Photo-based point labeling data:
= = = = =

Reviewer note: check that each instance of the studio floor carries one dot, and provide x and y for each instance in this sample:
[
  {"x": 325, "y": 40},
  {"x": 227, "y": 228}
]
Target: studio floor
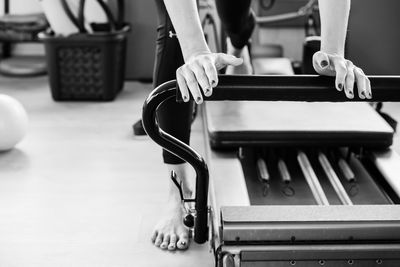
[{"x": 80, "y": 190}]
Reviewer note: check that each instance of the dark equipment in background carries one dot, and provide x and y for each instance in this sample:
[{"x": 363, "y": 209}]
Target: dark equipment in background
[
  {"x": 20, "y": 29},
  {"x": 373, "y": 39}
]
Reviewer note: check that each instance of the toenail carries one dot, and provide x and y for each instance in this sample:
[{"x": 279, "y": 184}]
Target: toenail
[{"x": 324, "y": 63}]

= = = = =

STATED TASK » Copy word for word the part of the listing that starts with the line containing "Reviewer note: check that each instance of the toenail" and runs through the end of the listing.

RESPONSE »
Reviewer note: check that each instance of the toenail carries one dot, and provide x and y for each instance in this sample:
[{"x": 279, "y": 184}]
Target: toenail
[{"x": 324, "y": 63}]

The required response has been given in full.